— Task description —
Gather every line in the lines below that contains the word "alpaca", and copy each one in full.

Entries taken from a collection
— Start —
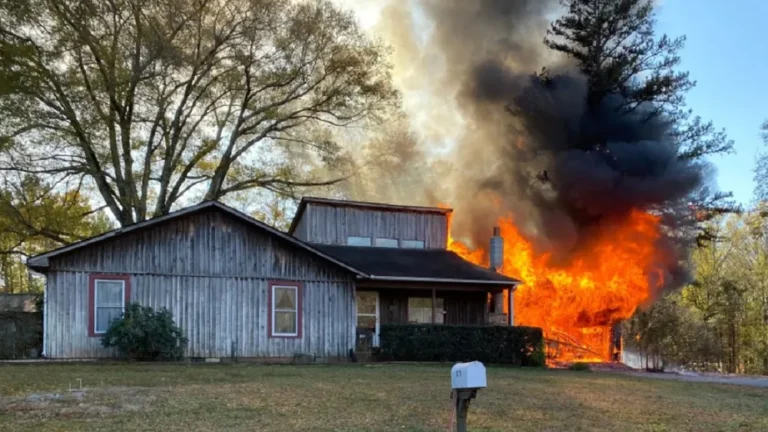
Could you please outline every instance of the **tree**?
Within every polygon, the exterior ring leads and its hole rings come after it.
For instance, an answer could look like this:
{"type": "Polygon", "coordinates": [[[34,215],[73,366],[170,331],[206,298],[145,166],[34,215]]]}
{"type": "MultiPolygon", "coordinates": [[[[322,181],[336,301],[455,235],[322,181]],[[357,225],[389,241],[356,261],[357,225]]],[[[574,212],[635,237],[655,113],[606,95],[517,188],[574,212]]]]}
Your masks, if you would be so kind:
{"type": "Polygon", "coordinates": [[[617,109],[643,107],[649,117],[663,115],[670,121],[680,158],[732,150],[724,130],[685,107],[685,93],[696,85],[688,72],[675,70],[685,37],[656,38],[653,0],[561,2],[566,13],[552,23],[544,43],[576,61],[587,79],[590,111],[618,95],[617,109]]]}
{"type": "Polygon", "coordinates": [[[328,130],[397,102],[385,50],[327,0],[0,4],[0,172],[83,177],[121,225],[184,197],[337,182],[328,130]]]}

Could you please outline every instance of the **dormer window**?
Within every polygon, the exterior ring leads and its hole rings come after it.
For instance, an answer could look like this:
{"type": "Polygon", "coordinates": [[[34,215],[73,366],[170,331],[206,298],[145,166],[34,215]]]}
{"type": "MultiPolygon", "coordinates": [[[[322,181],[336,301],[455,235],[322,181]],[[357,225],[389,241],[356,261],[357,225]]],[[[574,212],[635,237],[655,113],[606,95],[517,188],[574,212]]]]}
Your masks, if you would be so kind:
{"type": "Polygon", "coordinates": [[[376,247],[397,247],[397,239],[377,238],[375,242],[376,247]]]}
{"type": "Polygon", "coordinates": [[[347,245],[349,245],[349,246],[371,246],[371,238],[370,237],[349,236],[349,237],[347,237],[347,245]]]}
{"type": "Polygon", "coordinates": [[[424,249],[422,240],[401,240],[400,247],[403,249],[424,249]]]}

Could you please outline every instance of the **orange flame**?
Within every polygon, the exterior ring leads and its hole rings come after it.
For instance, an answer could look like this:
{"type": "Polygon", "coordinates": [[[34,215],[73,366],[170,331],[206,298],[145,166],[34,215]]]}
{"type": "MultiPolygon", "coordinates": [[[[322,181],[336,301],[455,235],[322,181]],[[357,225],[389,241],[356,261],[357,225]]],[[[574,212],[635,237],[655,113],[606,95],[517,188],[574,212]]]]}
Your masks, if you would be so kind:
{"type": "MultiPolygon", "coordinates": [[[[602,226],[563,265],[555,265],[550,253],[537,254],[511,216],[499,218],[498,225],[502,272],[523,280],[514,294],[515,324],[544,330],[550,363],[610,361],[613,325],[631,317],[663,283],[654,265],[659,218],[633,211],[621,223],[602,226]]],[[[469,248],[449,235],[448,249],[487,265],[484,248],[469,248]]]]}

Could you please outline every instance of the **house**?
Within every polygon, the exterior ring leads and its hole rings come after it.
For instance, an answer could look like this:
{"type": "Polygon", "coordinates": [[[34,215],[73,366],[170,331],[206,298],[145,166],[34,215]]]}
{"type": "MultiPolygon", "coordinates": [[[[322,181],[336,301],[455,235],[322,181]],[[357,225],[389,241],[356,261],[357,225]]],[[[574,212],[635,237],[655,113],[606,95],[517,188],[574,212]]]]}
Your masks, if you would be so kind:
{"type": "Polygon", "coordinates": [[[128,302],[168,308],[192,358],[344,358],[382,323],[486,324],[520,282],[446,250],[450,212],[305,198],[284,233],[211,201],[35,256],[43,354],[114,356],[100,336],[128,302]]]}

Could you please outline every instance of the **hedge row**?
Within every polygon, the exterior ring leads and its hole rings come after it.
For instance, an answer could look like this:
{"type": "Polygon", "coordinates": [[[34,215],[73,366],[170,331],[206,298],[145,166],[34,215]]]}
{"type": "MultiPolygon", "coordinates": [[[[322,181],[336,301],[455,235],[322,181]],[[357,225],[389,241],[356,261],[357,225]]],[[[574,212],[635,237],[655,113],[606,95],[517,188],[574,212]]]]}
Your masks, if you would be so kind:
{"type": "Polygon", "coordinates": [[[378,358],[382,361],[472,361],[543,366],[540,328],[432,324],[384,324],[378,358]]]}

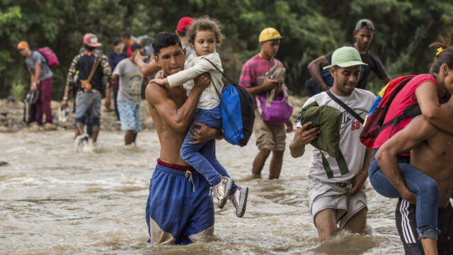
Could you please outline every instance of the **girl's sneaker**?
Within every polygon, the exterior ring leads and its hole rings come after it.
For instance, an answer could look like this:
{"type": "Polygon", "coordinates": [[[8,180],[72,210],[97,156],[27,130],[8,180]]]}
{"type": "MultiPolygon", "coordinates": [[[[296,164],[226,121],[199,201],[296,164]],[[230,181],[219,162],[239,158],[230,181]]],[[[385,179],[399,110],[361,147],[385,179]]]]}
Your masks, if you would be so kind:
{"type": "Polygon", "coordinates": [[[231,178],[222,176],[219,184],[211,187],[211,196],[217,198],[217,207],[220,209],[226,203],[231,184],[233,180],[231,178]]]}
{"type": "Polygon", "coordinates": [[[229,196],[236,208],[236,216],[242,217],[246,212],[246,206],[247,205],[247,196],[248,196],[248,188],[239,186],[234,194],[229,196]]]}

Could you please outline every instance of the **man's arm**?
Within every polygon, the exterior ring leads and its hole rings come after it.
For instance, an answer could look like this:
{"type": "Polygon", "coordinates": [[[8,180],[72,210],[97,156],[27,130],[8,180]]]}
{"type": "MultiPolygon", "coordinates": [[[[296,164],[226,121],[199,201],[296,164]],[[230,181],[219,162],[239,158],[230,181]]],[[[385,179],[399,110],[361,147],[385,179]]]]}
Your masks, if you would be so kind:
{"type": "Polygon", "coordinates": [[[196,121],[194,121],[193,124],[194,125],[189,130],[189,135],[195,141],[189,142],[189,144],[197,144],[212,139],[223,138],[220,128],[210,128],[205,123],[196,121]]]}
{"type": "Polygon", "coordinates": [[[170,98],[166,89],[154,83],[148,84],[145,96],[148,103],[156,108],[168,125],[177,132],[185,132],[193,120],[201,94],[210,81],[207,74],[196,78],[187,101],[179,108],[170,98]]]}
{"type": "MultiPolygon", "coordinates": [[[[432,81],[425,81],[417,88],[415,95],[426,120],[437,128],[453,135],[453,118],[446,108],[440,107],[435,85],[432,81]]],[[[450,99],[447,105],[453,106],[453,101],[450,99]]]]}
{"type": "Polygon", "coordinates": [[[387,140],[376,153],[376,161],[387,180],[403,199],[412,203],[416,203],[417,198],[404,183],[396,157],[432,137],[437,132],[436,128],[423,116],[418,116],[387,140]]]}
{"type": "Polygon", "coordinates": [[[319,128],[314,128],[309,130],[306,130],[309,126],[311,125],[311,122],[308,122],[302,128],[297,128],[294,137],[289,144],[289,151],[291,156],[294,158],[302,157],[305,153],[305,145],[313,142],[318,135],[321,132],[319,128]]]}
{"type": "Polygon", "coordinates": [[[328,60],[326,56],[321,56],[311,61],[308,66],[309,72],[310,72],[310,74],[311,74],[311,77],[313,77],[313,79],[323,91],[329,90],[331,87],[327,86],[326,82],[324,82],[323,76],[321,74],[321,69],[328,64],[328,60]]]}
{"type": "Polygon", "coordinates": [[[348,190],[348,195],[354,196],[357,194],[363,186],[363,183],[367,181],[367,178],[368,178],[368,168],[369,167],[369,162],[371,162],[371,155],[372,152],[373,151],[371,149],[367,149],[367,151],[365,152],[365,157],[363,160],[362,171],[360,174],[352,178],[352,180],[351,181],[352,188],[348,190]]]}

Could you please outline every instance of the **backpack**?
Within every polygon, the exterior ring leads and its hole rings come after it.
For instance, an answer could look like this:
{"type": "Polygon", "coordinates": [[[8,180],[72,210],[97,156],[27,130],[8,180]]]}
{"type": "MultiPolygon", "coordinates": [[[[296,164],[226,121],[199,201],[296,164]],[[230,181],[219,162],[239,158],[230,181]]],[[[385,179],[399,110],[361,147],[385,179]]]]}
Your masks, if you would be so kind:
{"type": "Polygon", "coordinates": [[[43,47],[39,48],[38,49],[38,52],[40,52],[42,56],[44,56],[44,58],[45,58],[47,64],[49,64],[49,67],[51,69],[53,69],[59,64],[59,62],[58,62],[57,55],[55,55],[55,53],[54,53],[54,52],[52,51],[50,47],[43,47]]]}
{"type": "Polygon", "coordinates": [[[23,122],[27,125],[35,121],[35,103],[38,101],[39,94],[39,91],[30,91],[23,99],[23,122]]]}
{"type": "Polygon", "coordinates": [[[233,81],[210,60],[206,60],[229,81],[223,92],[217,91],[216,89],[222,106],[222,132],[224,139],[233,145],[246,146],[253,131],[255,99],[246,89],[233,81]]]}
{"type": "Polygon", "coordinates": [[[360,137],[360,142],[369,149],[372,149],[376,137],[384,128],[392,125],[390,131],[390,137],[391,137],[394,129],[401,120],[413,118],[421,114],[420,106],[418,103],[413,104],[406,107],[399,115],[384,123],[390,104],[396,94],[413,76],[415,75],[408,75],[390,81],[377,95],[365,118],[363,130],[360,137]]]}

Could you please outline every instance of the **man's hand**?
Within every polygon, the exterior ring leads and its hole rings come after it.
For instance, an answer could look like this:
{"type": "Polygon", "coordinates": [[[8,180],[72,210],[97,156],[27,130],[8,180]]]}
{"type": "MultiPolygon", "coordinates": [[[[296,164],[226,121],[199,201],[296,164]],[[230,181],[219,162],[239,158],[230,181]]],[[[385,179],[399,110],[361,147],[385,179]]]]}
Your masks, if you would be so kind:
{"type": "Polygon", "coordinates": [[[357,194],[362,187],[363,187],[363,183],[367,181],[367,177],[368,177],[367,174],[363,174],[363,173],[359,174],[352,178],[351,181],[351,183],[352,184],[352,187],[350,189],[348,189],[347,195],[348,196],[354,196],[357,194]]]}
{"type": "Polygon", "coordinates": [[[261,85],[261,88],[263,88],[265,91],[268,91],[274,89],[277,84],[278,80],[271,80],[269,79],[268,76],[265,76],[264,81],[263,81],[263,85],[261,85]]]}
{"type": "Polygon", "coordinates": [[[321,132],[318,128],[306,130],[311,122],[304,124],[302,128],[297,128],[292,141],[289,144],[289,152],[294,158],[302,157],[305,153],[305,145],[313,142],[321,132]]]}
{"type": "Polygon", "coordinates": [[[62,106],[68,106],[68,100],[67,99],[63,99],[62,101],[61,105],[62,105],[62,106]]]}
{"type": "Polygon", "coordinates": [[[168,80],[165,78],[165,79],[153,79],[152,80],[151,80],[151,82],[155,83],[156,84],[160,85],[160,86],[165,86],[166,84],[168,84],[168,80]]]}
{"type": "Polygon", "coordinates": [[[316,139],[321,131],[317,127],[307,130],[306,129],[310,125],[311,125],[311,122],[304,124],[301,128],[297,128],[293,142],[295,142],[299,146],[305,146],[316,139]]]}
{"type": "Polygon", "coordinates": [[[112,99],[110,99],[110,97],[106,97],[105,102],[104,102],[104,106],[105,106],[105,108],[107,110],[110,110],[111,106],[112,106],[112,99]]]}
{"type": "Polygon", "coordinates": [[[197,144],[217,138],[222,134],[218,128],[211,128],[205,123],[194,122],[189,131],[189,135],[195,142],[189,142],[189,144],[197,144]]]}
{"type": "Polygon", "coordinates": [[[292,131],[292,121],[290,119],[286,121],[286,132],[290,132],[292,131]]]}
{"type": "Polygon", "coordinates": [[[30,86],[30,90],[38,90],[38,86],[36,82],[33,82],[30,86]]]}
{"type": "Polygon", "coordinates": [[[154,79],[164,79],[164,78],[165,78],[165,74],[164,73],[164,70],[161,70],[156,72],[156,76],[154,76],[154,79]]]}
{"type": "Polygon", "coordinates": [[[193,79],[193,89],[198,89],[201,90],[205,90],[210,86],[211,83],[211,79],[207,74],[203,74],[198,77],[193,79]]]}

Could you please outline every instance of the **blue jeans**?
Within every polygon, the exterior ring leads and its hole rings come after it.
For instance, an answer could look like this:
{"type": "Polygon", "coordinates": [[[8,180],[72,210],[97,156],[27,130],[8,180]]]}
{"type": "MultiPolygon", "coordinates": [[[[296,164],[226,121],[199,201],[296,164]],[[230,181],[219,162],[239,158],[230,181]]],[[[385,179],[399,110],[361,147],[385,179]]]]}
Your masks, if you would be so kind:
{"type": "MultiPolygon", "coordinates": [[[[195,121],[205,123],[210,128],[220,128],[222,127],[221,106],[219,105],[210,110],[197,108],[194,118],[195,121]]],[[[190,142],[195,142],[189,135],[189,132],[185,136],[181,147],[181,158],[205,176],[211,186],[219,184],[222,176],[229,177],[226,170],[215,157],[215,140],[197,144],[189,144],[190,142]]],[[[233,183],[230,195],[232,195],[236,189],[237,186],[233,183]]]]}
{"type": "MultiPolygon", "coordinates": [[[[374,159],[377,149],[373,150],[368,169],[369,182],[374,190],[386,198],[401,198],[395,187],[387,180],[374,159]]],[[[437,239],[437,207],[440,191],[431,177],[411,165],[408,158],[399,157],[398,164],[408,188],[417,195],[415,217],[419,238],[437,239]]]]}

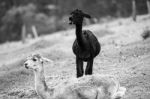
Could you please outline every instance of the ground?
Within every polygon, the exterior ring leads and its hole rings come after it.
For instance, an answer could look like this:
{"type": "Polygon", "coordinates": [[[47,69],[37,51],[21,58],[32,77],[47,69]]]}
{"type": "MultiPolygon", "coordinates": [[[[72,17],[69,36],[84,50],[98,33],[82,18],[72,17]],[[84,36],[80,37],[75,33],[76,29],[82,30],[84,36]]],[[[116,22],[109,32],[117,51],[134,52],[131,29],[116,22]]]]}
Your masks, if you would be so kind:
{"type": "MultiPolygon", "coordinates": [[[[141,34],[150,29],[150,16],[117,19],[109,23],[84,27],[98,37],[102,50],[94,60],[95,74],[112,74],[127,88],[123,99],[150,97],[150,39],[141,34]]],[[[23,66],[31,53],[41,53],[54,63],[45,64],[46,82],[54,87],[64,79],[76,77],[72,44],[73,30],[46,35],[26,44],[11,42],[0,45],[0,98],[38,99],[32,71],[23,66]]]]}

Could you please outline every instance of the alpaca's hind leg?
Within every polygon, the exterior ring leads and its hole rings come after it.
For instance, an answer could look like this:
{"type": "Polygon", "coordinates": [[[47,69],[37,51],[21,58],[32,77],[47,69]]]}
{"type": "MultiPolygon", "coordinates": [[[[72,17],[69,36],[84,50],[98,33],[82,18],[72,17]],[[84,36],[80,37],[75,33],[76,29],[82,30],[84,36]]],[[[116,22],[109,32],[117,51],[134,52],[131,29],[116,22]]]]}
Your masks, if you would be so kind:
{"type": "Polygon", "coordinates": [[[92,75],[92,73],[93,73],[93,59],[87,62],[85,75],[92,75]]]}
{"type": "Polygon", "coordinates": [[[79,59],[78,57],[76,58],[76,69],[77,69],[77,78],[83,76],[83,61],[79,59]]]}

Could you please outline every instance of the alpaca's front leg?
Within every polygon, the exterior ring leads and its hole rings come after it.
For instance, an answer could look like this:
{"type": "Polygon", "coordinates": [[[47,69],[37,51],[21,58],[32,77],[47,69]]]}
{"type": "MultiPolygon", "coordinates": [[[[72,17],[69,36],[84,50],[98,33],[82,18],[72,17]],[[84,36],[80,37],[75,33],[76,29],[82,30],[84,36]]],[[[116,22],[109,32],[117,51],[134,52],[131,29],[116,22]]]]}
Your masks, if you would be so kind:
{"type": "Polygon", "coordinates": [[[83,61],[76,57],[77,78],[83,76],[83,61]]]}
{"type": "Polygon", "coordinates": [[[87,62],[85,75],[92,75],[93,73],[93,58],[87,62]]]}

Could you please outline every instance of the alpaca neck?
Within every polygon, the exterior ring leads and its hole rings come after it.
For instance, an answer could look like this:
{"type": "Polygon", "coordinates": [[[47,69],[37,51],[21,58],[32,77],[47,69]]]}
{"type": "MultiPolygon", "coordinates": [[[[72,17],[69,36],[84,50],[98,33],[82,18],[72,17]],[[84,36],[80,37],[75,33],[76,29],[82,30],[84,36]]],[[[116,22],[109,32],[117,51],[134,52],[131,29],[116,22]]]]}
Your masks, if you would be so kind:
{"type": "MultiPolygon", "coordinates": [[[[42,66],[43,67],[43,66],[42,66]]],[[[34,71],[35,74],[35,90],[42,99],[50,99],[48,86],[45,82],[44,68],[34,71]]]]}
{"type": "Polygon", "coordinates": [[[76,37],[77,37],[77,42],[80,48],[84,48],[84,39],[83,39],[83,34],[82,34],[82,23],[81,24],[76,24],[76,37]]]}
— End —
— The output —
Could you please outline every instance of the alpaca's hind leg?
Could you please outline every instance of the alpaca's front leg?
Could you please outline every instance of the alpaca neck?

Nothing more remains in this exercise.